----- Source records
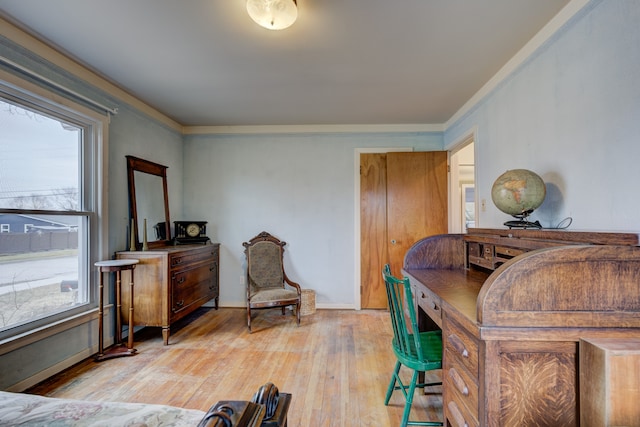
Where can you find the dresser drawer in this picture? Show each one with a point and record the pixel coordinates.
(461, 386)
(193, 256)
(192, 285)
(462, 347)
(431, 305)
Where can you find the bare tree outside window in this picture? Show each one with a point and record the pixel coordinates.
(40, 260)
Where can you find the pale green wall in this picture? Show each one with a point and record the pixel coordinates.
(299, 187)
(571, 113)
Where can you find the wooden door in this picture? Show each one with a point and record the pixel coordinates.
(403, 198)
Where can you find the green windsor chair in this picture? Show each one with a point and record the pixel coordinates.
(419, 351)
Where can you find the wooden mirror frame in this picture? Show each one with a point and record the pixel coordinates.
(135, 164)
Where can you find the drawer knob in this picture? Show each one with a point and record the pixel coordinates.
(178, 305)
(458, 345)
(458, 381)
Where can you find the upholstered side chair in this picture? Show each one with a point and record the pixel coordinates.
(267, 283)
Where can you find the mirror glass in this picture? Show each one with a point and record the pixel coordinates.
(148, 199)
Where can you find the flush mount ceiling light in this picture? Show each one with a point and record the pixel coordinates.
(273, 14)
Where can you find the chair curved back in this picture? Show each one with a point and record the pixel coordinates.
(400, 296)
(264, 264)
(267, 283)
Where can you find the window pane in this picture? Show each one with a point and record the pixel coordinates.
(39, 161)
(39, 269)
(43, 255)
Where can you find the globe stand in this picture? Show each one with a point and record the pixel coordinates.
(522, 221)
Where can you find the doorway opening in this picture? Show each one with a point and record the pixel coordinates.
(463, 210)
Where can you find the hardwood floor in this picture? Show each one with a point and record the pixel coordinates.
(336, 364)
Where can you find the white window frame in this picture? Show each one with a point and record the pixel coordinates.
(93, 209)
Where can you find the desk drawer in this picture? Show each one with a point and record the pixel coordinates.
(431, 305)
(462, 346)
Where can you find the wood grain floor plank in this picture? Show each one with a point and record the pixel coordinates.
(337, 365)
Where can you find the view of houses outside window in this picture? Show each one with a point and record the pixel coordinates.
(42, 223)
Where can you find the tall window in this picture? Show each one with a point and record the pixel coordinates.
(48, 190)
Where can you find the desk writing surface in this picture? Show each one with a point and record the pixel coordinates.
(457, 289)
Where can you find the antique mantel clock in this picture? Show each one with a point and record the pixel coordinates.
(190, 232)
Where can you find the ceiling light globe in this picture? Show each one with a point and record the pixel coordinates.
(273, 14)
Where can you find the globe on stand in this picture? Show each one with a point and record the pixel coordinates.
(518, 192)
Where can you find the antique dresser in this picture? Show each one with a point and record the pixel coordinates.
(171, 282)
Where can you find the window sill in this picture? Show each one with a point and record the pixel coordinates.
(21, 340)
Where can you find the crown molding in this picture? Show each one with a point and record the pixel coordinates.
(293, 129)
(557, 22)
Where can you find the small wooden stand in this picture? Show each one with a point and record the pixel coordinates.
(118, 349)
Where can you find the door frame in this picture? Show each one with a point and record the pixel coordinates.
(455, 203)
(356, 172)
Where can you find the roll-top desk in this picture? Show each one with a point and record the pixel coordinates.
(513, 306)
(171, 282)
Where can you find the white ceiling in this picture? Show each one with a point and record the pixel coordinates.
(205, 63)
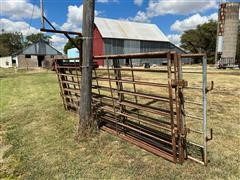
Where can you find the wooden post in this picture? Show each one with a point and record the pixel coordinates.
(86, 123)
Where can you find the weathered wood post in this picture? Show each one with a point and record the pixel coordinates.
(86, 123)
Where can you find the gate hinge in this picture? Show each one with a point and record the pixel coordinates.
(182, 83)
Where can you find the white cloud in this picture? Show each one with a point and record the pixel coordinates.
(75, 18)
(192, 22)
(58, 41)
(174, 7)
(106, 1)
(180, 7)
(138, 2)
(140, 17)
(174, 38)
(19, 26)
(19, 9)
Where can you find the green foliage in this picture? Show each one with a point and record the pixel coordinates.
(201, 40)
(10, 43)
(70, 45)
(33, 38)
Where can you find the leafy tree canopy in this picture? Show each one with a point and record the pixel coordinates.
(201, 40)
(10, 43)
(70, 45)
(33, 38)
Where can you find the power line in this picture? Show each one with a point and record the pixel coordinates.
(30, 22)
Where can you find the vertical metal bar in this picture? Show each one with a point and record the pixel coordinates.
(178, 107)
(204, 94)
(169, 58)
(78, 81)
(111, 91)
(134, 85)
(60, 83)
(117, 73)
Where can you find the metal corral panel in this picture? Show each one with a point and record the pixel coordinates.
(98, 46)
(119, 29)
(219, 44)
(73, 53)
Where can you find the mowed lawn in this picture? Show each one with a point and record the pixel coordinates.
(37, 136)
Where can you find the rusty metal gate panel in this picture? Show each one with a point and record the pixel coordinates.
(142, 106)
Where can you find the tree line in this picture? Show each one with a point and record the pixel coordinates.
(202, 39)
(11, 43)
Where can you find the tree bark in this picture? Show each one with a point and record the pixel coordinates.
(87, 125)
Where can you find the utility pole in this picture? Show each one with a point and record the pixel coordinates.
(87, 124)
(42, 13)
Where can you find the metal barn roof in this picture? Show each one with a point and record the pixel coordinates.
(119, 29)
(40, 48)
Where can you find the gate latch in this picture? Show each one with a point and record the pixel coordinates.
(182, 83)
(211, 135)
(211, 87)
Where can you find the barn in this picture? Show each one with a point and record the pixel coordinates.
(122, 37)
(39, 54)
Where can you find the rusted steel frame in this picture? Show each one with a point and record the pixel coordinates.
(195, 103)
(177, 104)
(157, 111)
(69, 67)
(137, 70)
(99, 93)
(154, 97)
(160, 54)
(140, 143)
(60, 59)
(156, 124)
(111, 90)
(139, 131)
(179, 108)
(200, 55)
(169, 66)
(78, 79)
(194, 117)
(134, 84)
(146, 121)
(117, 74)
(143, 128)
(60, 83)
(76, 91)
(144, 83)
(67, 74)
(70, 82)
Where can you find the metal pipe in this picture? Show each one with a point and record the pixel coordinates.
(42, 14)
(204, 94)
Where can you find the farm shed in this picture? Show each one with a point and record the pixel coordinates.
(39, 54)
(121, 37)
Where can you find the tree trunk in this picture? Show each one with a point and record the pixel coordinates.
(87, 125)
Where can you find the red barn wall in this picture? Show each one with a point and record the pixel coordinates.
(98, 45)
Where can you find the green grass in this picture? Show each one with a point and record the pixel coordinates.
(38, 136)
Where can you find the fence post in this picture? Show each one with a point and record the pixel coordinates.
(86, 123)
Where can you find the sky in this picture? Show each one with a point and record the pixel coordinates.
(173, 17)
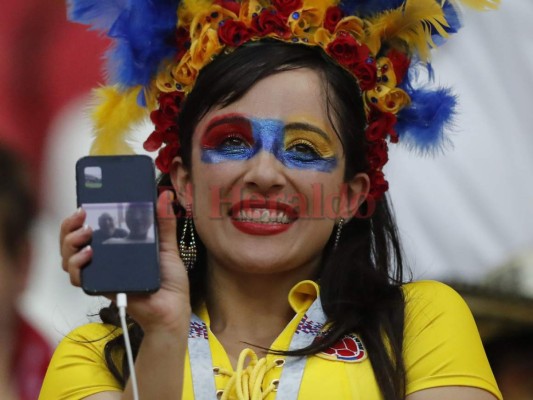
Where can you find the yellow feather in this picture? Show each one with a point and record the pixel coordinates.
(480, 5)
(412, 23)
(188, 9)
(116, 111)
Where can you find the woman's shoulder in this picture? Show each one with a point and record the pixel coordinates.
(94, 330)
(432, 292)
(432, 303)
(91, 337)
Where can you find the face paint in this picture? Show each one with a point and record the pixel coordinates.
(296, 145)
(227, 138)
(307, 146)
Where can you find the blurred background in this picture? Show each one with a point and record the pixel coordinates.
(465, 216)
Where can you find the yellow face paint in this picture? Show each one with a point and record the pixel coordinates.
(308, 138)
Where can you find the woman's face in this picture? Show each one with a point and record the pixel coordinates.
(267, 172)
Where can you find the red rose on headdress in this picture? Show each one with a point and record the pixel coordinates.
(378, 184)
(166, 116)
(183, 42)
(154, 141)
(366, 73)
(348, 51)
(380, 125)
(166, 154)
(161, 121)
(286, 7)
(233, 6)
(270, 21)
(400, 63)
(233, 33)
(378, 155)
(333, 15)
----------
Problem description -
Output each record above word for word, leaving out images.

Expected answer -
Where can you find the dresser drawer in this picture? Show each one with a point and record the pixel coordinates.
(461, 386)
(193, 256)
(192, 285)
(462, 347)
(431, 305)
Where can you find the bare tree outside window in this picture? Show each one with a point and record the pixel coordinates.
(40, 260)
Where can you find the pale green wall in this picture? Show each one with a point and record the pixel coordinates.
(299, 187)
(571, 113)
Where can you find the wooden door in this picture? Show each one with a point and record the pixel coordinates.
(403, 198)
Where can you find the green windsor chair in this picture? Show each one with a point and record the pixel coordinates.
(419, 351)
Where can you find the wooden mirror frame in this picture? Show each one with a point and record the pixel coordinates.
(135, 164)
Where can you find the drawer knob in this picture? Show each one with a point and record the pixel coordinates.
(178, 305)
(458, 345)
(458, 381)
Where can you find the upholstered side chair in this picture? Show each one with a point and record the pixel coordinates.
(267, 283)
Where can you find the mirror glass in this picture? Show each one with a point and record the pixel coordinates.
(148, 199)
Where can you find the flush mount ceiling light in this picture? Show each one with a point and record the pixel coordinates.
(273, 14)
Where can you find the chair curved back in this picture? Show each one with a point and record the pixel coordinates.
(400, 296)
(264, 264)
(267, 283)
Where can you find the window pane in this picture? Show each one with a point and record the pixel coordinates.
(39, 161)
(39, 269)
(43, 255)
Where can you find the globe stand in this picture? Show each one with a point and record the pixel coordinates.
(522, 221)
Where can you find the doorway opening in this picture? Show each one with a point and record the pixel coordinates.
(463, 210)
Where can you find the hardwood floor in this picture? Show each one with a point and record the pixel coordinates.
(336, 364)
Where can you find the white window frame in this picture? Show each one with a point and record the pixel coordinates.
(93, 209)
Where can you find the desk drawer in this picture? Show each one with a point and record the pixel coordinates.
(431, 305)
(462, 346)
Where can you find the wood grain floor plank in this picture? Show each one with a point and record the pixel coordinates.
(337, 365)
Where can you find the view of houses outside window in this picture? Show each one with a point and record the pixel coordinates.
(42, 223)
Where can you find the tall window in this picture? Show each one with a point and record the pixel coordinates.
(48, 190)
Where can you find the desk writing surface in this picture? Show each one with a point and record the pixel coordinates.
(457, 289)
Where can you find the antique mantel clock in this picture? Show each one with a point and record the pixel coordinates.
(190, 232)
Where can you find the ceiling light globe in this picture? Show each one with a point and record the pixel coordinates.
(273, 14)
Where can you find the globe on stand in this picture? Show each one with a point and record the pixel coordinates.
(518, 192)
Where can you find the antique dresser in this picture? Show each one with a point and record the pixel coordinates.
(171, 282)
Where can you find the window sill in this picture? Show each one with a point and record the pixel coordinates.
(21, 340)
Where can you find the crown molding in this picture? Show each one with a point and record the pixel coordinates.
(293, 129)
(557, 22)
Where can you find the small wooden stand in this picture? Show each one with a point and record the pixel coordinates.
(118, 349)
Where can you find the door frame in this picture? Show each one with a point and record the pixel coordinates.
(455, 203)
(356, 172)
Where can you find the roll-top desk in this picture? Show each one with a point and record the pixel coordinates.
(513, 306)
(171, 282)
Where can you find the white ceiling in this picture? Show each one with a point and record the pixel coordinates.
(205, 63)
Where can you find the wooden post in this picture? Show each one with a point and record the pixel coordinates.
(86, 123)
Where can you find the weathered wood post in this picture? Show each one with a point and record the pixel coordinates.
(86, 123)
Where can you find the gate hinge in this picture? Show each one with a point and record the pixel coordinates.
(182, 83)
Where can you find the white cloud in this picture? Show each one with a point and record the pixel coordinates.
(75, 18)
(192, 22)
(58, 41)
(174, 7)
(106, 1)
(180, 7)
(138, 2)
(140, 17)
(174, 38)
(19, 26)
(19, 9)
Where can you find the green foliage in this picture? Show each one with a point and record the pixel coordinates.
(201, 40)
(10, 43)
(70, 45)
(33, 38)
Where can you find the leafy tree canopy in this picture? Show each one with a point and record the pixel coordinates.
(201, 40)
(10, 43)
(70, 45)
(33, 38)
Where can you find the power line in this picture? Show each one with a point and record the pixel coordinates.
(30, 22)
Where can you find the vertical metal bar in this picture? Show each one with a point and record the pixel coordinates.
(178, 107)
(204, 94)
(169, 58)
(78, 81)
(111, 91)
(134, 85)
(60, 83)
(117, 73)
Where can you find the metal corral panel in this picture? Show each one with a point and record the pixel coordinates.
(98, 46)
(119, 29)
(219, 44)
(73, 53)
Where can you find the mowed lawn in this picture? Show each one with a point and record the pixel coordinates.
(37, 136)
Where can you find the rusty metal gate panel in this picture? Show each one with a point and record the pixel coordinates.
(142, 106)
Where can you find the tree line in this picture? Show each one with a point and record the pixel coordinates.
(202, 39)
(11, 43)
Where can you find the tree bark in this picture? Show each one with a point and record the pixel coordinates.
(87, 125)
Where can you find the utility pole in this picture? Show each one with a point and record the pixel coordinates.
(87, 124)
(42, 13)
Where can you find the metal barn roof in this picture? Show each one with a point and record the pixel coordinates.
(119, 29)
(40, 48)
Where can you find the gate latch in this picture? Show each one with a point and record the pixel coordinates.
(182, 83)
(211, 135)
(211, 87)
Where can you find the barn in this picture? Show each one with a point and record the pixel coordinates.
(122, 37)
(39, 54)
Where can you find the rusted steel frame in this picture? Show each one with a point and record the pixel coordinates.
(195, 103)
(177, 104)
(157, 111)
(69, 67)
(137, 70)
(99, 93)
(154, 97)
(160, 54)
(140, 143)
(60, 59)
(156, 124)
(111, 90)
(139, 131)
(179, 108)
(200, 55)
(169, 66)
(78, 79)
(194, 117)
(134, 84)
(146, 121)
(117, 74)
(143, 128)
(60, 83)
(76, 91)
(144, 83)
(67, 74)
(70, 82)
Where can you find the metal pipe in this picture? Show each one with a point and record the pixel coordinates.
(42, 14)
(204, 94)
Where can you find the farm shed in this picture? Show each one with a point and record the pixel coordinates.
(39, 54)
(121, 37)
Where can you find the tree trunk in this picture? Show each one with a point and record the pixel coordinates.
(87, 125)
Where can you find the red barn wall in this picture? Show each one with a point and record the pixel coordinates.
(98, 45)
Where can you find the green grass in this picture? Show each one with a point and record the pixel coordinates.
(38, 136)
Where can you find the fence post in this picture? Show each one with a point and record the pixel coordinates.
(86, 123)
Where can you find the sky in this picture? Show each one with a point and record the pixel coordinates.
(173, 17)
Where can you find the yellow feather in this picture? Show each one with a point and record the pixel coordinates.
(480, 5)
(412, 23)
(188, 9)
(116, 111)
Where can you find the woman's shoulder in this picture? Show each one with a point and record the pixel coordinates.
(94, 330)
(432, 292)
(432, 303)
(91, 337)
Where can you find the face paint in this picture? Show each one with a point and record the pixel coordinates.
(296, 145)
(227, 138)
(307, 146)
Where can you find the blurred background in this picture? Show each one with a point and record the pixel coordinates.
(465, 216)
Where can you find the yellow face paint in this picture? Show each one with a point and record the pixel coordinates.
(308, 138)
Where can you find the woman's face in this picture? Show each one with a point and record the pixel coordinates.
(267, 172)
Where can you find the red rose on headdress in this picture? Show each one with a point and record the pixel coordinates.
(378, 184)
(166, 116)
(183, 42)
(154, 141)
(366, 73)
(348, 51)
(380, 125)
(166, 154)
(161, 121)
(286, 7)
(233, 6)
(270, 21)
(400, 63)
(233, 33)
(378, 155)
(333, 15)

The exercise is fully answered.